Task> Output all records below verbatim.

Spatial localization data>
*-*-*
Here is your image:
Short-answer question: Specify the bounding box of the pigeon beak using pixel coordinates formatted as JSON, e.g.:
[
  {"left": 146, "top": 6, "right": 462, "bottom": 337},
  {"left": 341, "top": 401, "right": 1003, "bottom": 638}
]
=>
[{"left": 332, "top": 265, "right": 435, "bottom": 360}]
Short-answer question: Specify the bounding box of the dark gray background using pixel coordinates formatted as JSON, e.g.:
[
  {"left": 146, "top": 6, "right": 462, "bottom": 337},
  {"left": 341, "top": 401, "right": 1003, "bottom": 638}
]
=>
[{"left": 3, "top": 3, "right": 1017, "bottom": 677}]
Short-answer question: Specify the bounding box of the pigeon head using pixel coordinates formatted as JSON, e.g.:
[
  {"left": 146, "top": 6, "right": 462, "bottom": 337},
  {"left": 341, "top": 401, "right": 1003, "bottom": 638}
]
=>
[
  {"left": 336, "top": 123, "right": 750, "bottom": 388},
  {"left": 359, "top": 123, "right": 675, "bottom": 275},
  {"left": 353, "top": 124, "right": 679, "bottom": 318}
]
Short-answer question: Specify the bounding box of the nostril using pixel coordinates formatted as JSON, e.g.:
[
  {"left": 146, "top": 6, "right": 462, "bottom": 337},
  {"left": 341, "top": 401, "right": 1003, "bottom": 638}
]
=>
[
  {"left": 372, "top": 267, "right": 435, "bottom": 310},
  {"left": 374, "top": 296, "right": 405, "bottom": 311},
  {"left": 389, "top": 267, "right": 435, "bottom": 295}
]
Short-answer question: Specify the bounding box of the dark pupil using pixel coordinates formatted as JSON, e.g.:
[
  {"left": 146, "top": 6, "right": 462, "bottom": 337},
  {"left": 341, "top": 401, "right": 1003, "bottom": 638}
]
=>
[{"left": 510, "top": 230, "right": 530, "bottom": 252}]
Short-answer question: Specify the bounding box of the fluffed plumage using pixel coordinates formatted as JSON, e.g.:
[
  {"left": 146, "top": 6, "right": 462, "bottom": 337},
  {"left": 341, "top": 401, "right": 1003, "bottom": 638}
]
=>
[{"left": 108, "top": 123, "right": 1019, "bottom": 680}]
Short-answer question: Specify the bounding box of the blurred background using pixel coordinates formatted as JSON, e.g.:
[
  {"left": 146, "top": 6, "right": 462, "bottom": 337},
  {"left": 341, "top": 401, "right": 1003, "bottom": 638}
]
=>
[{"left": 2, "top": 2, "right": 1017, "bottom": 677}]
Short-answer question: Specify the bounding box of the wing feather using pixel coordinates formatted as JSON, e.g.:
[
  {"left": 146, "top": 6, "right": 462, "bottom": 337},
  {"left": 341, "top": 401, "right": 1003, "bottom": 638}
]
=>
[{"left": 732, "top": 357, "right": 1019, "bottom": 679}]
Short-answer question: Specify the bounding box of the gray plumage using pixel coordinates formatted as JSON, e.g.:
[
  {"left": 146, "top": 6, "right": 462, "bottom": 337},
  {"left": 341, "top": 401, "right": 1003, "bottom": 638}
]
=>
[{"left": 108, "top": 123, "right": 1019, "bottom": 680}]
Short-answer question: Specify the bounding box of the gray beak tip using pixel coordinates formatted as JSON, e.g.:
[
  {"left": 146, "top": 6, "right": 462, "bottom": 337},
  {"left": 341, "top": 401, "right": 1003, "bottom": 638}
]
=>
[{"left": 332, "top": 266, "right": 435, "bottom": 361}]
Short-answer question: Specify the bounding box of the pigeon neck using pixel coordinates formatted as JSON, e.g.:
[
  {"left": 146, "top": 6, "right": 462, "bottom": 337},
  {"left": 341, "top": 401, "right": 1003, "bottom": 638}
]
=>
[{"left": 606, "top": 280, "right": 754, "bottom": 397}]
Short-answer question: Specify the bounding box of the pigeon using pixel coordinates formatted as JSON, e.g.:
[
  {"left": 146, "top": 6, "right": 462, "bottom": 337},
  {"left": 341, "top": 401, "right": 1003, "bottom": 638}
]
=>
*-*-*
Task result>
Here is your image:
Short-answer question: Specify the bounding box of the pigeon beak using pixel coordinates formatted as JSON, e.g.:
[
  {"left": 146, "top": 6, "right": 462, "bottom": 337},
  {"left": 341, "top": 401, "right": 1003, "bottom": 638}
]
=>
[{"left": 332, "top": 265, "right": 435, "bottom": 360}]
Short-answer question: Specify the bounding box of the dark gray background using pixel coordinates formatted as JSON, e.g.:
[
  {"left": 146, "top": 6, "right": 462, "bottom": 337},
  {"left": 341, "top": 401, "right": 1003, "bottom": 638}
]
=>
[{"left": 3, "top": 3, "right": 1017, "bottom": 677}]
Short-answer question: Specify the bounding box of the pigeon head using pixel coordinates formatted as JSON, e.g.:
[
  {"left": 146, "top": 6, "right": 462, "bottom": 337},
  {"left": 341, "top": 401, "right": 1003, "bottom": 638}
]
=>
[
  {"left": 336, "top": 123, "right": 750, "bottom": 388},
  {"left": 359, "top": 123, "right": 675, "bottom": 275},
  {"left": 353, "top": 124, "right": 679, "bottom": 318}
]
Short-answer question: Specify the bounding box of the nostril using pixel coordinates formatted as JSON, e.g.:
[
  {"left": 146, "top": 6, "right": 462, "bottom": 337},
  {"left": 341, "top": 401, "right": 1003, "bottom": 638}
]
=>
[
  {"left": 372, "top": 267, "right": 435, "bottom": 310},
  {"left": 374, "top": 296, "right": 405, "bottom": 311},
  {"left": 389, "top": 267, "right": 435, "bottom": 295}
]
Short-answer question: Specify the bounding box of the dark pupil using pixel coordinates formatted as JSON, e.g.:
[
  {"left": 146, "top": 6, "right": 462, "bottom": 337},
  {"left": 341, "top": 401, "right": 1003, "bottom": 638}
]
=>
[{"left": 510, "top": 230, "right": 530, "bottom": 252}]
Short-answer question: Specify the bounding box of the fluffed plumage using pixel coordinates formatted as JSON, e.g.:
[
  {"left": 146, "top": 6, "right": 462, "bottom": 337},
  {"left": 341, "top": 401, "right": 1003, "bottom": 638}
]
=>
[{"left": 108, "top": 123, "right": 1019, "bottom": 680}]
Short-answer question: Specify the bounding box of the blurred background using pixel coordinates formatted as JSON, e.g.:
[
  {"left": 146, "top": 6, "right": 462, "bottom": 337},
  {"left": 341, "top": 401, "right": 1003, "bottom": 638}
]
=>
[{"left": 2, "top": 2, "right": 1017, "bottom": 677}]
Short-answer question: Specify the bounding box of the wing feather using pixel coordinates formatted as JSON, e.g.:
[
  {"left": 146, "top": 6, "right": 462, "bottom": 337},
  {"left": 341, "top": 401, "right": 1003, "bottom": 638}
]
=>
[{"left": 732, "top": 357, "right": 1019, "bottom": 679}]
Short-answer question: Specify the bounding box of the gray plumage using pixel coordinates formatted as JSON, e.g.:
[
  {"left": 146, "top": 6, "right": 462, "bottom": 337},
  {"left": 341, "top": 401, "right": 1003, "bottom": 638}
]
=>
[{"left": 108, "top": 123, "right": 1019, "bottom": 680}]
Short-answer question: Specify the bounding box of the gray beak tip using pixel coordinates formatted as JSON, e.g.:
[
  {"left": 146, "top": 6, "right": 462, "bottom": 337},
  {"left": 341, "top": 401, "right": 1003, "bottom": 638}
]
=>
[{"left": 332, "top": 266, "right": 435, "bottom": 361}]
Short-answer question: Specify the bounding box of the pigeon neck using pixel coordinates formatted as JSON, e.g.:
[
  {"left": 146, "top": 6, "right": 462, "bottom": 337},
  {"left": 341, "top": 401, "right": 1003, "bottom": 638}
]
=>
[{"left": 606, "top": 280, "right": 754, "bottom": 397}]
Short-answer question: Specify the bounding box of the pigeon using pixel coordinates formatted as JSON, e.g.:
[
  {"left": 146, "top": 6, "right": 462, "bottom": 337},
  {"left": 341, "top": 401, "right": 1003, "bottom": 638}
]
=>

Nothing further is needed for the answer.